### Exercise prompt
Tally the lines in the entries below that contain the string "trim", and give only that number.

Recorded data
Begin

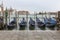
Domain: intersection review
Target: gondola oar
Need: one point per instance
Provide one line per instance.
(40, 24)
(12, 24)
(31, 24)
(1, 24)
(50, 23)
(23, 24)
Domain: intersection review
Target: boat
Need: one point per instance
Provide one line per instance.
(1, 24)
(40, 24)
(12, 24)
(50, 23)
(31, 24)
(22, 24)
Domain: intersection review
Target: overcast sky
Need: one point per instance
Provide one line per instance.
(33, 5)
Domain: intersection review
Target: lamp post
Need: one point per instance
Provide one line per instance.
(6, 14)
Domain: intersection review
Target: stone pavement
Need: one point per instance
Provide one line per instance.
(30, 35)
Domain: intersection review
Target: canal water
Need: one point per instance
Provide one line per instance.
(27, 18)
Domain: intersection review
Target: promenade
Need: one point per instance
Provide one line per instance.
(30, 35)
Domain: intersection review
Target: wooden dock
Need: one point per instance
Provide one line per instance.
(30, 35)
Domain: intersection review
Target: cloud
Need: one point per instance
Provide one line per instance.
(34, 5)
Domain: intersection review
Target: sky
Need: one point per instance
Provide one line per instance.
(33, 5)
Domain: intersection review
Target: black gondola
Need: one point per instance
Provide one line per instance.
(12, 24)
(31, 24)
(1, 24)
(50, 23)
(23, 24)
(40, 24)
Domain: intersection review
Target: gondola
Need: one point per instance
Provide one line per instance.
(12, 24)
(31, 24)
(1, 24)
(22, 24)
(40, 24)
(50, 23)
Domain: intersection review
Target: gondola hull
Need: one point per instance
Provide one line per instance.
(41, 26)
(31, 27)
(50, 26)
(11, 27)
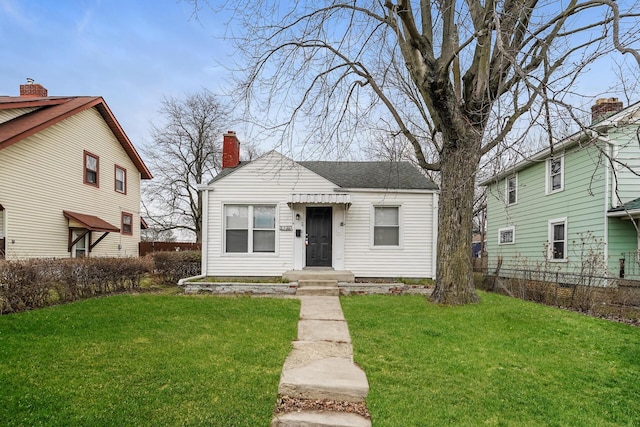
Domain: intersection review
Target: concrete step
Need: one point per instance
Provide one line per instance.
(304, 283)
(333, 378)
(323, 291)
(320, 419)
(321, 274)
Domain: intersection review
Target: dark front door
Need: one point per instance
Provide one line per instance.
(319, 236)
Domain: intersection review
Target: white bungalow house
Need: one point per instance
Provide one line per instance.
(273, 215)
(69, 178)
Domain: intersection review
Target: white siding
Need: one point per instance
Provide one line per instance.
(6, 115)
(414, 256)
(43, 175)
(268, 180)
(272, 178)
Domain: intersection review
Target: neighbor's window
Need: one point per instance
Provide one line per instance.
(127, 223)
(386, 226)
(120, 179)
(558, 239)
(555, 174)
(507, 235)
(512, 190)
(250, 229)
(91, 168)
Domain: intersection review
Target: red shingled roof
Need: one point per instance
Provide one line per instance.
(52, 110)
(91, 222)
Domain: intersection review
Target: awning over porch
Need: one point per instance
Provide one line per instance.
(629, 209)
(320, 199)
(90, 222)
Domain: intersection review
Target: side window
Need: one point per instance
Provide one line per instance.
(386, 226)
(127, 223)
(557, 240)
(507, 236)
(512, 190)
(555, 175)
(91, 169)
(120, 179)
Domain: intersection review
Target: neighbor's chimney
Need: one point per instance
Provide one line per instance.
(603, 108)
(34, 90)
(230, 150)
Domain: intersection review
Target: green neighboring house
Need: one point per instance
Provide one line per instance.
(570, 214)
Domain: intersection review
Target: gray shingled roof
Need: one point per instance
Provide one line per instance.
(388, 175)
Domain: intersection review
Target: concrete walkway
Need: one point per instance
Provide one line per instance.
(320, 367)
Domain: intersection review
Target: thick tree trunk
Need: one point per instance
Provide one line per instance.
(454, 275)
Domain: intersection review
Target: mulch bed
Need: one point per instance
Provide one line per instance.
(292, 404)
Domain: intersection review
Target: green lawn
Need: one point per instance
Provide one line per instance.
(146, 360)
(501, 362)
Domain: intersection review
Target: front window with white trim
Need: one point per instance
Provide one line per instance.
(386, 226)
(557, 240)
(250, 229)
(555, 174)
(507, 235)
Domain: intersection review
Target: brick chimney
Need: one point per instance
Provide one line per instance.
(33, 90)
(230, 150)
(603, 108)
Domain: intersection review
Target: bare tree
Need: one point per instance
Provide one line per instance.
(186, 151)
(462, 76)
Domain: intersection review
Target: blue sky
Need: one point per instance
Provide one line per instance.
(131, 52)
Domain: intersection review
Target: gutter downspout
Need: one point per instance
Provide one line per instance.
(607, 197)
(204, 191)
(434, 244)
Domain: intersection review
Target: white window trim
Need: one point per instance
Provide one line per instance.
(551, 223)
(548, 181)
(249, 252)
(513, 233)
(373, 225)
(506, 190)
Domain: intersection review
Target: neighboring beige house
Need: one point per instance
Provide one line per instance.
(69, 178)
(273, 215)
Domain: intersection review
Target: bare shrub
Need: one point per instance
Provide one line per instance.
(169, 267)
(30, 284)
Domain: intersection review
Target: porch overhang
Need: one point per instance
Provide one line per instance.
(89, 223)
(635, 214)
(630, 210)
(319, 199)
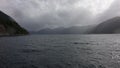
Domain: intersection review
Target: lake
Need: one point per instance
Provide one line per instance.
(60, 51)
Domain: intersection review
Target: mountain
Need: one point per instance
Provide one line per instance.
(9, 26)
(111, 26)
(69, 30)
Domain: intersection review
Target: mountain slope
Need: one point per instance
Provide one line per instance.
(8, 26)
(110, 26)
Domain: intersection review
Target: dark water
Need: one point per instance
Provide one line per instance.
(60, 51)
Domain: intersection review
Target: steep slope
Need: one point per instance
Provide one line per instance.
(110, 26)
(8, 26)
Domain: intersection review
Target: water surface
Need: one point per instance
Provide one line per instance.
(60, 51)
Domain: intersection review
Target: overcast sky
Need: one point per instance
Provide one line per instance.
(37, 14)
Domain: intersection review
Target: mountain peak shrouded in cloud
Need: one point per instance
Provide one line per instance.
(39, 14)
(8, 26)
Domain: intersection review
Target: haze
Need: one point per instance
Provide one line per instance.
(38, 14)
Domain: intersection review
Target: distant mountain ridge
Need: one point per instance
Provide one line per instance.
(9, 26)
(111, 26)
(69, 30)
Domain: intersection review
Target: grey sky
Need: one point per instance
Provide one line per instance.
(37, 14)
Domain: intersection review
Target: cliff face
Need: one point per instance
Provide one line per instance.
(8, 26)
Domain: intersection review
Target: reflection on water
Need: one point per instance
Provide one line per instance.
(60, 51)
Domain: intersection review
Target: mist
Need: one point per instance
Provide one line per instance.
(39, 14)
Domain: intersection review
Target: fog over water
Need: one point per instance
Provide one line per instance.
(37, 14)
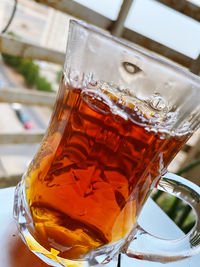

End

### Result
2